Image point annotation entries
— start —

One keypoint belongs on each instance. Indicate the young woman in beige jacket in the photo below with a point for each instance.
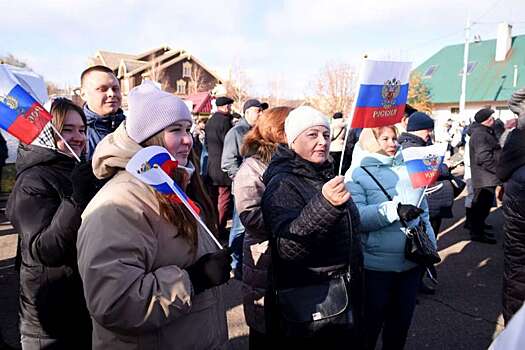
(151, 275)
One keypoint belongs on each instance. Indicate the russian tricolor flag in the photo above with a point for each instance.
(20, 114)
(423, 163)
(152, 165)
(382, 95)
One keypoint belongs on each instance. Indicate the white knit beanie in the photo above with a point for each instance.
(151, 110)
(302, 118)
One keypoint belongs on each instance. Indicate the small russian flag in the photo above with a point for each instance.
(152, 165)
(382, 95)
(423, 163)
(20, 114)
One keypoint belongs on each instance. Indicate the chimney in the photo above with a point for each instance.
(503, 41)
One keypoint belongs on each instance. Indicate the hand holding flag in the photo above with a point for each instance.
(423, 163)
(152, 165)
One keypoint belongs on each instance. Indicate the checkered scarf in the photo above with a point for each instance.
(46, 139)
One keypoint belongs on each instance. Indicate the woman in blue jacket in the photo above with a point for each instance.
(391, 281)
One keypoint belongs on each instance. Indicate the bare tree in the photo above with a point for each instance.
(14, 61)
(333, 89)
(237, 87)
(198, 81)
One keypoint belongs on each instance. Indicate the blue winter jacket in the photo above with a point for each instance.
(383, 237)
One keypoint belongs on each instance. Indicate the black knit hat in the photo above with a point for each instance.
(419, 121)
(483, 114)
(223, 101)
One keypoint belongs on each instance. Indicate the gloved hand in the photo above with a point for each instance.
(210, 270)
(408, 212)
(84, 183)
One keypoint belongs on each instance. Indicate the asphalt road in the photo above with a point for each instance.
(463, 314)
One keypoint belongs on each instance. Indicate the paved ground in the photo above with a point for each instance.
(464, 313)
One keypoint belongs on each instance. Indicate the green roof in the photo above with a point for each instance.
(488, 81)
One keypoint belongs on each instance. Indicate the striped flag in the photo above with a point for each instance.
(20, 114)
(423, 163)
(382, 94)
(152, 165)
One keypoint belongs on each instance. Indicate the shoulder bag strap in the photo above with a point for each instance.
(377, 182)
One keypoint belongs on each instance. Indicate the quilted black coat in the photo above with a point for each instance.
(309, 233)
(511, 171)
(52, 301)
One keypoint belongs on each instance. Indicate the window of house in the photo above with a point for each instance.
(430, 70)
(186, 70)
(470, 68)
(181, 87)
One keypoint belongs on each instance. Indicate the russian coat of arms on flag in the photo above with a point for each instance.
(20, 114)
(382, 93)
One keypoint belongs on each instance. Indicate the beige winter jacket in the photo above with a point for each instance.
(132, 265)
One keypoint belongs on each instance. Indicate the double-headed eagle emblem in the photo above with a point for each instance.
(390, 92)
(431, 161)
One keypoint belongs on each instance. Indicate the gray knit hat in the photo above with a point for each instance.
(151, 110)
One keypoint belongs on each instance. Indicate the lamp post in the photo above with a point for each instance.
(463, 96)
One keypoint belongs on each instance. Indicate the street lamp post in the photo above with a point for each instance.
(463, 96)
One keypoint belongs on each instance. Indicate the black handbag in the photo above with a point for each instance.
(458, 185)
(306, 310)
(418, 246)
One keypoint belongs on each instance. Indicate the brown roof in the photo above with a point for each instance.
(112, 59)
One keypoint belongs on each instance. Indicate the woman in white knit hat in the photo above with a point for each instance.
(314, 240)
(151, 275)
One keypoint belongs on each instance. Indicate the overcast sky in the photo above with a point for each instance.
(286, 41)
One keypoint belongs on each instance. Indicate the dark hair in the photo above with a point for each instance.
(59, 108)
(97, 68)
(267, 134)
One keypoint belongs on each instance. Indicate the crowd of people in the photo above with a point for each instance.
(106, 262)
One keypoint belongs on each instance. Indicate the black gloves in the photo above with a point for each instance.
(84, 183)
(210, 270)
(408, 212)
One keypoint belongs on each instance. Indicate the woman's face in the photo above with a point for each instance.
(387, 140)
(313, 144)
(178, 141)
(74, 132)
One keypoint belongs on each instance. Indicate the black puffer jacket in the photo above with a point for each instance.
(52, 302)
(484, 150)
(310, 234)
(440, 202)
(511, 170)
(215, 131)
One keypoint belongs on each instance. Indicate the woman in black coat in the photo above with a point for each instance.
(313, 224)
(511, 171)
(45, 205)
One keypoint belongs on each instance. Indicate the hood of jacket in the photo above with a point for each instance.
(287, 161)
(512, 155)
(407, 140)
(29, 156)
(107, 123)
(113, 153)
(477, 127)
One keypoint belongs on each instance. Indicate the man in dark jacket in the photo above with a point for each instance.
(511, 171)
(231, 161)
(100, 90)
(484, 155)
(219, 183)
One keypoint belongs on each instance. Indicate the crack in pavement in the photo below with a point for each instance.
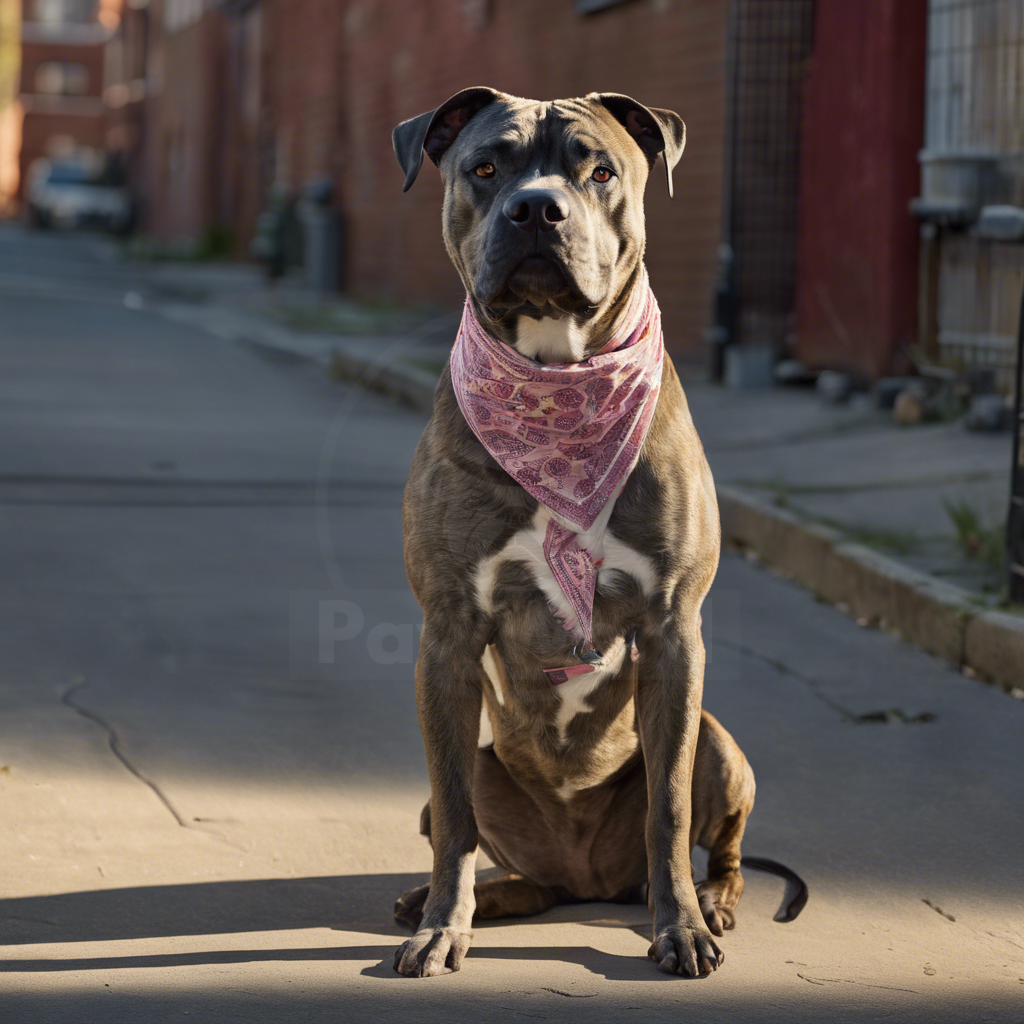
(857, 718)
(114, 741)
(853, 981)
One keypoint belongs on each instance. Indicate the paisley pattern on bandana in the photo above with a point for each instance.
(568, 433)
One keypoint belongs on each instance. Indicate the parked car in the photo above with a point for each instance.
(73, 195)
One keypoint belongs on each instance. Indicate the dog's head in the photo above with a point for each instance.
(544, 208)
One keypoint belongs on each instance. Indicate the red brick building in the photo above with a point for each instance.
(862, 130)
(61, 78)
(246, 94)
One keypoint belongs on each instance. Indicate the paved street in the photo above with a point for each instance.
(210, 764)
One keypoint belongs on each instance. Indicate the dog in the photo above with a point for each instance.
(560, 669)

— end —

◆ AIM
Output the data above without changes, apart from leaving out the pictures.

◆ FINAL RESULT
One keypoint belongs on each instance. Indicate the young woman in beige jacket in the photo below with a point for each instance.
(151, 275)
One keypoint belongs on each instance. Indicate the russian tricolor flag in the photo above with a point for each instance.
(20, 114)
(423, 163)
(152, 165)
(382, 95)
One keypoint belongs on each instance. Indicate the white knit beanie in the photo above with a point for each instance.
(151, 110)
(302, 118)
One keypoint belongs on each instance. Indicate the small russian flag in the photo above with a point for each instance.
(152, 165)
(382, 95)
(423, 163)
(20, 114)
One keypoint belongs on each instance. Indicate the chimney in the photo above with a point for each instance.
(503, 41)
One keypoint belongs on each instance. Indicate the hand holding flag in the photo above with a point for each instance.
(423, 163)
(152, 165)
One keypoint belongs on each instance. Indicate the checkered scarf in the photo above with a point for each instance.
(46, 139)
One keypoint belongs on each instance. Indicate the woman in blue jacket in the photo above with a point for each instance.
(391, 281)
One keypoint belongs on each instance. Indicate the bare tree in the photo above with a point for each instance.
(14, 61)
(333, 89)
(237, 87)
(198, 81)
One keypoint belongs on each instance. Indicate the blue winter jacket in the photo above with a point for each instance.
(383, 237)
One keypoint belongs on each instance. Indicate the black knit hat in the photo above with a point for each instance.
(419, 121)
(483, 114)
(223, 101)
One keypoint belongs on each instance. Indicate the gloved hand in the photo above with a point for each instance.
(210, 270)
(408, 212)
(84, 183)
One keypoint belongs on each instance. Indicate the asphalt road in the photo above with a point for each instance.
(463, 314)
One keypoint belongs on each instance. Indicate the paved ground in the photo above with a point for each instance.
(464, 313)
One keypoint belongs on each instance. Indicate the green roof in the photo above with a point for each instance.
(488, 81)
One keypoint belongs on each instance. Indicate the striped flag in the photo above with a point for each instance.
(20, 114)
(423, 163)
(382, 94)
(152, 165)
One keypoint belongs on each instance. Indicate the shoulder bag strap in the photo above with a point for each instance.
(377, 182)
One keypoint belongs on each instance. Indicate the quilted black coat in the photo above with a point for each instance.
(309, 233)
(511, 171)
(52, 301)
One keypoint belongs on each instance. Indicate the window of house in the photo above with a point for each instance.
(430, 70)
(186, 70)
(470, 68)
(181, 87)
One keypoint belongs on each instance. Indicate the russian coat of arms on flag in the photo above with a point for each instance.
(20, 114)
(382, 93)
One keypoint belongs on each instance. Indicate the beige winter jacket in the photo above with a point for each instance.
(132, 265)
One keypoint belongs on each instance. Indicate the double-headed eagle emblem in the photo above with a point for each instance.
(390, 92)
(431, 161)
One keypoint belongs on each instance. Indicate the gray knit hat in the photo above with a point for each instance.
(151, 110)
One keypoint belongs on each instance. Indicate the lamp post in the photo above with a point for each instance.
(463, 96)
One keypoint belongs on each instance. Indicate the street lamp post in the photo above with a point for each instance.
(463, 96)
One keypoint belongs on each instance. Indicate the black handbag in the photo above with a point for each instance.
(458, 185)
(306, 310)
(418, 246)
One keypoint belongs on each instance. Indicate the brown roof in the photo above with a point for each instance.
(112, 59)
One keypoint belongs on each instance. Indicate the woman in white knit hat in the photo above with a point for each instance.
(314, 240)
(151, 275)
One keypoint belongs on each instance. Indicate the overcast sky in the photo above with a point for each instance.
(286, 41)
One keypoint belongs on each instance. Indicate the dark hair in the photo above with a point for each instance.
(59, 108)
(97, 68)
(267, 134)
One keypoint belongs on each instance. Indicate the crowd of people in the photo above with a point for each instance.
(106, 262)
One keypoint belongs on each instance. Indicate the black gloves in the photo above with a point for each instance.
(84, 183)
(210, 270)
(408, 212)
One keypoint belongs on each instance. Indicate the woman's face in the photo above with a point for each instance.
(387, 140)
(313, 144)
(178, 141)
(74, 132)
One keypoint belongs on each instance. Indicate the black puffer jacket in the photo above with a point for each instance.
(52, 302)
(484, 150)
(310, 234)
(440, 202)
(511, 170)
(215, 131)
One keypoint belongs on each instance. Indicate the woman in black coat in the photo above with a point for each instance.
(313, 224)
(511, 171)
(45, 205)
One keypoint belongs on each instance. Indicate the hood of jacket in the photo above with a point for each instance.
(287, 161)
(512, 155)
(407, 140)
(29, 156)
(107, 123)
(113, 153)
(477, 127)
One keypoint belongs on each instance. Indicate the man in dark jacket in the photo above with a point for each instance.
(511, 171)
(231, 161)
(100, 90)
(484, 155)
(219, 183)
One keypoint belongs on each instance. Indicate the crack in pavement in the photo below with a point for each instance.
(857, 718)
(114, 741)
(853, 981)
One keypoint belongs on each instance. Indicate the paisley pattern on bandana in the photo above with a point for each instance.
(568, 433)
One keypoint belongs on each instance. Indicate the parked car in the photo above with a point for each instance.
(73, 195)
One keypoint belongs on each instance. Indicate the dog's head in the photo above with a point for each instance.
(544, 208)
One keypoint belongs on each instance. Indicate the red brick building in the photo above with a point for each instance.
(862, 130)
(61, 78)
(246, 94)
One keypoint belongs on each instance. Indicate the paved street in the photo above with a point for each instance.
(210, 764)
One keypoint belongs on each instance. Indicate the dog in the photo above with a point for each instance.
(560, 669)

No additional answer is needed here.